* [Estratto]
I capostazione Vito Piccarreta e Alessio Porcelli, ma anche i dirigenti di Ferrotramviaria, per aver nascosto 20 incidenti sfiorati negli ultimi quattro anni e non aver investito 665.000 euro per l’installazione del sistema minimo di sicurezza utile ad evitare che il 12 luglio 2016 i treni che percorrevano la tratta Andria-Corato si scontrassero provocando 23 morti e 50 feriti e poi due dirigenti del Ministero delle Infrastrutture e dei Trasporti poiché non adottarono “provvedimenti urgenti” affinché la rete venisse adeguata, nonostante fossero a conoscenza dei rischi connessi alla gestione del traffico ferroviario col regime del blocco telefonico, in virtù di una relazione ministeriale di inchiesta su un simile scontro fra treni verificatosi in Sardegna (sulla linea Macomer-Nuoro) nel giugno 2007.

Sono loro ad avere responsabilità diretta o “a monte”  per l’incidente ferroviario in Puglia, secondo la procura di Trani che oggi ha notificato l’avviso di conclusione delle indagini preliminari. Diciotto gli indagati, più Ferrotramviaria: 14 sono dipendenti, dirigenti e amministratori dell’azienda che gestisce il trasporto ferroviario Bari-Barletta, tra i quali il conte Enrico Maria Pasquini, sua sorella Gloria Pasquini, il direttore generale Massimo Nitti e il direttore di esercizio Michele Ronchi; 2 sono funzionari dell’Ustif, l’ente del ministero dei Trasporti che fino al settembre 2016 ha vigilato sulla sicurezza dei treni delle reti locali; e poi Virginio Di Giambattista ed Elena Molinaro: il primo a capo della struttura ministeriale che si occupa dei Sistemi di Trasporto ad Impianti Fissi e il Trasporto Pubblico Locale, la seconda alta dirigente del ministero guidato da Graziano Delrio.

E’ arrivata a Roma l’inchiesta coordinata dal procuratore Antonino Di Maio e affidata al pool di sostituti Michele Ruggiero, Alessandro Donato Pesce e Marcello Catalano, che contestano a vario titolo agli indagati i reati di disastro ferroviario, omicidio colposo e lesioni gravi colpose. I capistazione, il capotreno Nicola Lorizzo e il dirigente del movimento Francesco Pistolato – secondo i magistrati – sbagliarono materialmente: Piccarreta “concedeva alle ore 11 la via libera (…) con segnale di partenza al capotreno Lorizzo” senza capire che il binario era occupato da un altro treno e deve rispondere di falso perché avrebbe falsificato il registro della stazione nascondendo la mancata telefonata ad Andria. Pistolato, invece, secondo i magistrati quella mattina mise sui binari un treno supplementare partito prima del ‘principale’. Un errore che indusse Piccarreta a confondersi dando il via libera al convoglio proveniente da Andria convinto che quello partito da Corato fosse già passato.

* [In cosa consiste] Trascrivi di nuovo l'estratto sull'incidente ferroviario in Puglia da "I capostazione Vito Piccarreta e Alessio" a "Macomer-Nuoro) nel giugno 2007.", sostituendo "incidenti sfiorati" con "quasi incidenti". Il materiale riportato qui non ha alcun legame con l'estratto.

[Estratti da un dataset di annotazioni di località]
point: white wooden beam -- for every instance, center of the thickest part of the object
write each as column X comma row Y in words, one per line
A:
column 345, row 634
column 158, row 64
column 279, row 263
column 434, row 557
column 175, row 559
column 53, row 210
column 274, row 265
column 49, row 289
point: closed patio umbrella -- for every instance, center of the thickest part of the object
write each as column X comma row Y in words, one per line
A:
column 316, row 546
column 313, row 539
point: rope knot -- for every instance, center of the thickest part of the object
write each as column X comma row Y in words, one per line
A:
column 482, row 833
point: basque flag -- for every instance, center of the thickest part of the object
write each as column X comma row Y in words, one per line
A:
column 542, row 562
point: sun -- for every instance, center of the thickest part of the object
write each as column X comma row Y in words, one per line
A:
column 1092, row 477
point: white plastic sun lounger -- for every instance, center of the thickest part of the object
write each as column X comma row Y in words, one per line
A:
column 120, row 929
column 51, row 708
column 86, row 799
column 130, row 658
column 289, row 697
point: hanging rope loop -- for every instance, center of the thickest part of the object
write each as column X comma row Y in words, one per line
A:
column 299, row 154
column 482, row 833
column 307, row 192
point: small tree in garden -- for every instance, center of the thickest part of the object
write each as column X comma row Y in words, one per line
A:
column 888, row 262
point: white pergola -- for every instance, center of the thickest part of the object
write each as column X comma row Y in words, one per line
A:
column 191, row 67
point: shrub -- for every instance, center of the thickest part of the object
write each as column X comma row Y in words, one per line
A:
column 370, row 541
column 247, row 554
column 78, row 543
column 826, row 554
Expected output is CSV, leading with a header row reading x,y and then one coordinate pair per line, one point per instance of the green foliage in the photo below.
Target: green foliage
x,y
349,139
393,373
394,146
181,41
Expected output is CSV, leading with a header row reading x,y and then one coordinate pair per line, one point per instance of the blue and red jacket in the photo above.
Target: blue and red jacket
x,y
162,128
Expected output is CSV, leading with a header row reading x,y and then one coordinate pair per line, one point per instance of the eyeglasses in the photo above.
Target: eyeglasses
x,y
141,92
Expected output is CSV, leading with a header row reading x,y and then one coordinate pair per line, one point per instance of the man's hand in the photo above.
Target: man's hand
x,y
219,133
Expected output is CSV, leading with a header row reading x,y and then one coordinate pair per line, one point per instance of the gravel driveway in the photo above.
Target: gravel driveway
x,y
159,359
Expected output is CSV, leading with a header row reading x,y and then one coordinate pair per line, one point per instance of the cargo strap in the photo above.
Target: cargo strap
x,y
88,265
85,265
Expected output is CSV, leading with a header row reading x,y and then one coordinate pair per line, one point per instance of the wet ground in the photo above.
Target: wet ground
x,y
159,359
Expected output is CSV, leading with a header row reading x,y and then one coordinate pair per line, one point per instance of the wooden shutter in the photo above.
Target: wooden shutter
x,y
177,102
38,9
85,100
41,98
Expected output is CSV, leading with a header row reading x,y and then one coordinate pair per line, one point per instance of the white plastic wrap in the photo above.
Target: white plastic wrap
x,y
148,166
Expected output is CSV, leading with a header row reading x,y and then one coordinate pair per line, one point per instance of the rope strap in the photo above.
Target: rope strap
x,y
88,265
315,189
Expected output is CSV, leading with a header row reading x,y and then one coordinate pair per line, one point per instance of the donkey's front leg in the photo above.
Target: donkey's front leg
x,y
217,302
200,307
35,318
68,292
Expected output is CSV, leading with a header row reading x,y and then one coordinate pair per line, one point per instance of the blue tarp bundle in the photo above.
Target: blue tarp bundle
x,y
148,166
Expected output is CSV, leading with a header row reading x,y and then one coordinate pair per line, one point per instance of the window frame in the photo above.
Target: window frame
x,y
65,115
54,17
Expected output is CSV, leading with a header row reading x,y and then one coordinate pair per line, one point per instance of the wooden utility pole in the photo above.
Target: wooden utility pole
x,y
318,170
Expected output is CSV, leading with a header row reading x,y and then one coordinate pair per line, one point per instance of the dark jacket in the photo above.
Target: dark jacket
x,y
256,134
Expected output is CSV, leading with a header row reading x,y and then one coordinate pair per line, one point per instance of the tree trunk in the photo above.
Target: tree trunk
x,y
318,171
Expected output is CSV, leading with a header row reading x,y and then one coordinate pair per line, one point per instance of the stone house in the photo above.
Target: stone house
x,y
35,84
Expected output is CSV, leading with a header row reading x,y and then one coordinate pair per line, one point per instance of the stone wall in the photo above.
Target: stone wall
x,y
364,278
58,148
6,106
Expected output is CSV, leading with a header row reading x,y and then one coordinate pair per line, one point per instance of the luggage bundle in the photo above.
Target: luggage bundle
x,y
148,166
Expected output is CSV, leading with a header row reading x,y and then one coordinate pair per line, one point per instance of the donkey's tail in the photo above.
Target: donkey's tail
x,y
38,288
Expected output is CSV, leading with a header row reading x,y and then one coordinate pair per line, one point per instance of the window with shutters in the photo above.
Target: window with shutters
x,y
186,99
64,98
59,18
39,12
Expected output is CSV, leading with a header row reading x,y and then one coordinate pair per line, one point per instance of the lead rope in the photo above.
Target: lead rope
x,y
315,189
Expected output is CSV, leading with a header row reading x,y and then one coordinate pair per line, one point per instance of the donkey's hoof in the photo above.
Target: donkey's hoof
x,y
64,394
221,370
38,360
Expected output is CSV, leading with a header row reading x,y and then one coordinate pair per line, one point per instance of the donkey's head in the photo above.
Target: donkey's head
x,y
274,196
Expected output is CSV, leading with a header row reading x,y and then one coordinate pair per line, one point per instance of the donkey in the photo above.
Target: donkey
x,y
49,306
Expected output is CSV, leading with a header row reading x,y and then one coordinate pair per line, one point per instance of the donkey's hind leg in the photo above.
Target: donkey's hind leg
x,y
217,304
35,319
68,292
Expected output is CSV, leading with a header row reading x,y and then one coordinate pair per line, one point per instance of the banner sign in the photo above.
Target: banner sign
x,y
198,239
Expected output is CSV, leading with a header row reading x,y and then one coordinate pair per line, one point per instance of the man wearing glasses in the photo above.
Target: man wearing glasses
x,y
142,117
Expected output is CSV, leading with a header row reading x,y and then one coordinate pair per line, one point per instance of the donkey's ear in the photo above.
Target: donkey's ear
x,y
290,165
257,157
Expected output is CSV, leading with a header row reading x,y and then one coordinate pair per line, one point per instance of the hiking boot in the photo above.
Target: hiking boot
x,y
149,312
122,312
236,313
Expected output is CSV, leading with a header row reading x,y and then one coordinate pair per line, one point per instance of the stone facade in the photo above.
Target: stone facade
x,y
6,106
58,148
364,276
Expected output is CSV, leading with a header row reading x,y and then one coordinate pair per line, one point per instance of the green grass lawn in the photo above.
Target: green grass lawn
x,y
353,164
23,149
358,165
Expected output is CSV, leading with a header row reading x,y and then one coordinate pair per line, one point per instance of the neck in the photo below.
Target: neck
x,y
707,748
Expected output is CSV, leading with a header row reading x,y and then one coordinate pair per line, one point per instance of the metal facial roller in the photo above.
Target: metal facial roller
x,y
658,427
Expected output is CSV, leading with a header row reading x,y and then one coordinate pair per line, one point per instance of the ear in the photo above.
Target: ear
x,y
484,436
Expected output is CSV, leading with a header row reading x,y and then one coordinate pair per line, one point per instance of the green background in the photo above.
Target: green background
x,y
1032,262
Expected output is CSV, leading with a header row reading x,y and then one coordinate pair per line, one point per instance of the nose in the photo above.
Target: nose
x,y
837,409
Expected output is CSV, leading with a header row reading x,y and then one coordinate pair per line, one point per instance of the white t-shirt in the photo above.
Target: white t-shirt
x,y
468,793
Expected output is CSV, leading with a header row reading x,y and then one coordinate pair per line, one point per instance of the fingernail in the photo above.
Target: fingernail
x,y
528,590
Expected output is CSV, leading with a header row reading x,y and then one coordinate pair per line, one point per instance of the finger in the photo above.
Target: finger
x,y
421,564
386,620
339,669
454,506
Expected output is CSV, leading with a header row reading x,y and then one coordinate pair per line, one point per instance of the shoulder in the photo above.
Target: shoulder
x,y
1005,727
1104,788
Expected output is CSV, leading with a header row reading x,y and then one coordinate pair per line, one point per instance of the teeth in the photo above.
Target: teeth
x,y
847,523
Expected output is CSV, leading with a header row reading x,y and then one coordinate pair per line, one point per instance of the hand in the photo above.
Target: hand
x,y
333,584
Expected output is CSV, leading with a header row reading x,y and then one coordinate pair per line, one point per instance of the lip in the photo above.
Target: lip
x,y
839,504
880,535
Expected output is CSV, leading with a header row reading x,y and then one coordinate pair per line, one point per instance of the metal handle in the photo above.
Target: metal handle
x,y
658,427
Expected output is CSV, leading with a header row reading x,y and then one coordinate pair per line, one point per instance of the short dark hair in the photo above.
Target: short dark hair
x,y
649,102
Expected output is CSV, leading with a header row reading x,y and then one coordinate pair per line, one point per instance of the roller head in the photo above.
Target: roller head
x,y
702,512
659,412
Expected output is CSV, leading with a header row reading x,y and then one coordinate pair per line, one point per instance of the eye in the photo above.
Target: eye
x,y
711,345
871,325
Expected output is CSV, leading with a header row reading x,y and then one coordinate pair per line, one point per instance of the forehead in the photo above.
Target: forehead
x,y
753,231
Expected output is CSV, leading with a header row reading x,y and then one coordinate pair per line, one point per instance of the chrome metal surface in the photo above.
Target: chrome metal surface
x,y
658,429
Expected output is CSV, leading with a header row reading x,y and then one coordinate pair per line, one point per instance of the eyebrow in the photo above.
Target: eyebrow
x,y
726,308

* [Risposta svolta]
I capostazione Vito Piccarreta e Alessio Porcelli, ma anche i dirigenti di Ferrotramviaria, per aver nascosto 20 quasi incidenti negli ultimi quattro anni e non aver investito 665.000 euro per l’installazione del sistema minimo di sicurezza utile ad evitare che il 12 luglio 2016 i treni che percorrevano la tratta Andria-Corato si scontrassero provocando 23 morti e 50 feriti e poi due dirigenti del Ministero delle Infrastrutture e dei Trasporti poiché non adottarono “provvedimenti urgenti” affinché la rete venisse adeguata, nonostante fossero a conoscenza dei rischi connessi alla gestione del traffico ferroviario col regime del blocco telefonico, in virtù di una relazione ministeriale di inchiesta su un simile scontro fra treni verificatosi in Sardegna (sulla linea Macomer-Nuoro) nel giugno 2007.